> Given instruction
Type the records out again in full, exactly.

> Dataset entries

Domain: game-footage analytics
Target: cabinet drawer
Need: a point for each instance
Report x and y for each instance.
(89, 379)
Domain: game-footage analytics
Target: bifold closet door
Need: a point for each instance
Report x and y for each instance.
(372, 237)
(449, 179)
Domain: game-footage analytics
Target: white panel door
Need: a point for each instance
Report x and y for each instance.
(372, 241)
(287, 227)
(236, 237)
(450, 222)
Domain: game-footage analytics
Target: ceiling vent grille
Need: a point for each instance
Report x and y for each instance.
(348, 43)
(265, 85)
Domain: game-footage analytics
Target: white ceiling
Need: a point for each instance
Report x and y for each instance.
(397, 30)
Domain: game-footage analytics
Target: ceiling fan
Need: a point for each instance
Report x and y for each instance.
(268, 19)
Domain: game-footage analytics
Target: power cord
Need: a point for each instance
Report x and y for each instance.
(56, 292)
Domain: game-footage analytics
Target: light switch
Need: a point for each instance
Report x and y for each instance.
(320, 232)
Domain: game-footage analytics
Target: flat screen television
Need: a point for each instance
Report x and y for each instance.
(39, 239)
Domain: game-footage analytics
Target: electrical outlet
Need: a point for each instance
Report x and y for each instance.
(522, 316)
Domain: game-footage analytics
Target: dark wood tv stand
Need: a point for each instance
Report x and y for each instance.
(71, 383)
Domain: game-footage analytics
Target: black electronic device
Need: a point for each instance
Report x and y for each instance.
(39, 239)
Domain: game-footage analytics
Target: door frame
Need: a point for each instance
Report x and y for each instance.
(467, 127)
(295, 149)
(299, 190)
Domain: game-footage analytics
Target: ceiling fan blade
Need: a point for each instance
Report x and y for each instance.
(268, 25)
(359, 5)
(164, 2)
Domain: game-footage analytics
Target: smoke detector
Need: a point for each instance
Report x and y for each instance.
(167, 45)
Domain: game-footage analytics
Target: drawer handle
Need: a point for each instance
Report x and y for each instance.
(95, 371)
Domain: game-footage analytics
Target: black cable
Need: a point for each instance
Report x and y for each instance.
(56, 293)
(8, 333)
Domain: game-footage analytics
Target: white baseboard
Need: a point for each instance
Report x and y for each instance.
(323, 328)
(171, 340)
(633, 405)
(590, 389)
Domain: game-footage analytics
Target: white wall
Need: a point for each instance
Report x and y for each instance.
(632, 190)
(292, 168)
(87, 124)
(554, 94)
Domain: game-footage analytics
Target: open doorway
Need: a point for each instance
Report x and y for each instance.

> Exercise response
Domain: game-footage analytics
Target: cabinet drawer
Need: a point for each instance
Report x and y for each instance.
(89, 379)
Domain: game-footage analytics
Target: bifold closet door
Need: a point for each instance
Report x and y for each instance.
(372, 237)
(449, 179)
Domain: game-footage analytics
Target: white panel door
Need: a point for each instance
Report x and y for each instance.
(372, 241)
(287, 227)
(236, 237)
(450, 222)
Domain: game-footage analytics
Target: ceiling vent grille
Need: a point for each instance
Report x and y for each instance.
(348, 43)
(265, 85)
Domain: game-footage analytics
Target: white ceiling
Need: a point for each instance
Report x and y for each instance.
(397, 30)
Domain: game-footage analytics
Target: ceiling fan
Need: a point for each instance
Report x and y for each instance.
(268, 19)
Domain: game-footage analytics
Target: power cord
Need: a point for each instance
Report x and y for each instance.
(56, 292)
Domain: game-footage analytics
Target: light switch
Need: a point for each instance
Report x and y for each instance.
(320, 232)
Domain: game-footage analytics
Target: flat screen television
Need: a point for each instance
Report x and y for each instance.
(39, 239)
Domain: game-footage analytics
Target: electrical outlet
Need: a point for each instance
Report x and y for each instance.
(522, 316)
Domain: game-footage analytics
Target: dark wood tv stand
Need: a point for each instance
Report x and y for each instance.
(71, 383)
Domain: game-footage analytics
Target: black electronic device
Need: a point for each instance
Report x and y for each instance.
(39, 239)
Domain: game-footage analytics
Target: door frame
Need: a point for each instance
Report x and y for each instance.
(467, 127)
(295, 149)
(299, 190)
Domain: game-footage analytics
Target: ceiling fan blade
Need: a point for each instance
Report x and y for each instance.
(268, 25)
(359, 5)
(164, 2)
Domain: game-footage analytics
Target: smoke detector
Need: a point for each instance
Report x and y for each instance.
(167, 45)
Domain: game-footage analytics
Target: drawer handle
Need: a point for each instance
Report x and y for each instance.
(95, 371)
Domain: game-footage analytics
Target: black cable
Need: a point for each instance
Report x and y for each instance.
(56, 293)
(8, 333)
Domain: game-footage analytics
Target: white baseboard
Need: a point for each instance
Report x and y for each instance.
(323, 328)
(171, 340)
(633, 405)
(590, 389)
Domain: game-footage analytics
Target: white wall
Need: a point for each instance
Report x and y for each instance.
(632, 190)
(292, 168)
(87, 124)
(554, 94)
Domain: game-footage analytics
Target: open doorway
Need: a point for each instance
Report x and y for each instance.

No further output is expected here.